_WRITTEN PROBLEM_. Render the material from the line containing "dirt in this photo." through the end as a Markdown table with columns headed Row and Line, one line per row and blank lines omitted.

[start of DATA FOR THIS TASK]

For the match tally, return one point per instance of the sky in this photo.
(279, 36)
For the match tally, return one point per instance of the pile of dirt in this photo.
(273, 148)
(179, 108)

[end of DATA FOR THIS TASK]

_WRITTEN RESPONSE_.
| Row | Line |
|---|---|
| 1 | For the match tally, return one point per instance of the pile of dirt in this photo. |
| 2 | (273, 148) |
| 3 | (179, 108) |